BEGIN RECORDS
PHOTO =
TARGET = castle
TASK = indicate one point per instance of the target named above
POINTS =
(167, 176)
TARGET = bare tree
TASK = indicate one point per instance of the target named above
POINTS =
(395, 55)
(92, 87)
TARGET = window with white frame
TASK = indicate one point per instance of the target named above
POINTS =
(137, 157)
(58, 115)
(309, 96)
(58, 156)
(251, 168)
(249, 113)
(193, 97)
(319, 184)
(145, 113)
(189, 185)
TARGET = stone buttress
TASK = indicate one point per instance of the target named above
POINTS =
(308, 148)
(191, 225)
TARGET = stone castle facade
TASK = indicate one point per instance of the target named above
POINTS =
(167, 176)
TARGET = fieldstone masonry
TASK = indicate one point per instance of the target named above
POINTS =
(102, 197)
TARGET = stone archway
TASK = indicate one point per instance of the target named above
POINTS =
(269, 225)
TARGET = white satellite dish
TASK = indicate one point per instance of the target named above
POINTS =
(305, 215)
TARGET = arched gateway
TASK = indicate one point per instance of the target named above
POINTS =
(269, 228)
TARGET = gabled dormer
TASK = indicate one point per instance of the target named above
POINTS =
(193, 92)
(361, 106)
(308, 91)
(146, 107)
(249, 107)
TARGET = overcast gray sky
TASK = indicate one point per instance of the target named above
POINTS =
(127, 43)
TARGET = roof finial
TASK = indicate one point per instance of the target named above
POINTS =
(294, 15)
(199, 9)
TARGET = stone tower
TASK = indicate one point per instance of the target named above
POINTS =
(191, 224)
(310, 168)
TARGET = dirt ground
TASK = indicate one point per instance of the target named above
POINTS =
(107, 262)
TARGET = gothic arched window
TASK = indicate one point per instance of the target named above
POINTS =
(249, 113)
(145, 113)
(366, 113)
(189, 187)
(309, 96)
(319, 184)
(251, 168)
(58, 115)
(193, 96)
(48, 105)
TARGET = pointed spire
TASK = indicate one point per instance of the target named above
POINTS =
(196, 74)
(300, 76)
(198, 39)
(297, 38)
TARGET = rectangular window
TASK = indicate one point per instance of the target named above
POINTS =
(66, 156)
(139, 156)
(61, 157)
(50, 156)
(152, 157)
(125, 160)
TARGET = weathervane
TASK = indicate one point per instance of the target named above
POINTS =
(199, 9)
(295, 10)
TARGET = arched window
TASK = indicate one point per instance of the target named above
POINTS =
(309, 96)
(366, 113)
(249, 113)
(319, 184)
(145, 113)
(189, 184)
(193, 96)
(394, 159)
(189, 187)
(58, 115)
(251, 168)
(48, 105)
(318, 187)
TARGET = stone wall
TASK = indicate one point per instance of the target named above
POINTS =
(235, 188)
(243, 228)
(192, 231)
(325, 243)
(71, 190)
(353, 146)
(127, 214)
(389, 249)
END RECORDS
* [REQUIREMENTS]:
Reproduce every line of the material above without changes.

* [CORRECT RESULT]:
PHOTO =
TARGET = castle
TASK = indicate one point per instance of the target named above
POINTS =
(167, 176)
TARGET = bare tree
TASK = indicate one point per instance of the target named above
POINTS =
(395, 55)
(92, 87)
TARGET = window with white frame
TASK = indicate one point per instance of the target named above
POINTS =
(137, 157)
(58, 115)
(309, 96)
(58, 156)
(251, 168)
(249, 113)
(193, 97)
(319, 184)
(145, 113)
(189, 185)
TARGET = stone buttress
TASK = indicate one point per instance of the target named above
POINTS =
(308, 148)
(191, 225)
TARGET = stone castle facade
TASK = indicate one point per instance of the target named above
POINTS =
(167, 176)
TARGET = fieldstone masonry
TASK = indicate one point per instance of the target named above
POINTS =
(102, 197)
TARGET = stone archway
TASK = indicate one point per instance of the target named above
POINTS =
(269, 225)
TARGET = white satellite dish
TASK = indicate one point per instance of the target named above
POINTS =
(305, 215)
TARGET = arched gateway
TASK = indicate one point per instance of the target named above
POINTS =
(269, 228)
TARGET = gabled dormer
TASK = indicate one point per instance of the target named above
POINTS =
(193, 92)
(361, 106)
(308, 91)
(146, 107)
(249, 107)
TARGET = overcast gray sky
TASK = indicate one point per instance of the target named above
POINTS =
(127, 43)
TARGET = roof finial
TASK = indicate one point per instance of the target named above
POINTS =
(294, 15)
(199, 9)
TARGET = stone tower
TASK = indicate one point per instance of the target named above
POINTS =
(191, 224)
(310, 168)
TARGET = dirt ground
TASK = indicate one point per instance of the target named above
POINTS =
(107, 262)
TARGET = gothic arched window
TASK = indicate one point per instance of the target named above
POINTS =
(249, 113)
(145, 113)
(366, 113)
(189, 187)
(309, 96)
(319, 184)
(251, 168)
(58, 115)
(193, 96)
(48, 105)
TARGET = pointed spire
TASK = indicate one point per instance of the target named above
POINTS =
(196, 74)
(300, 76)
(198, 39)
(297, 38)
TARGET = rectangular window
TASK = indicate one point per instance of the target named above
POINTS =
(66, 156)
(139, 156)
(61, 157)
(50, 156)
(152, 157)
(125, 160)
TARGET = weathervane
TASK = indicate one point per instance of the target named above
POINTS =
(199, 9)
(295, 10)
TARGET = arched window
TASK = indicate one point per instance of the target named above
POINTS =
(309, 96)
(366, 113)
(249, 113)
(319, 184)
(145, 113)
(189, 184)
(193, 96)
(394, 159)
(189, 187)
(58, 115)
(251, 168)
(48, 105)
(318, 187)
TARGET = stone wall
TASK = indicate one point per instance of the target named above
POINTS =
(235, 188)
(243, 228)
(192, 231)
(325, 243)
(71, 190)
(353, 146)
(127, 214)
(389, 249)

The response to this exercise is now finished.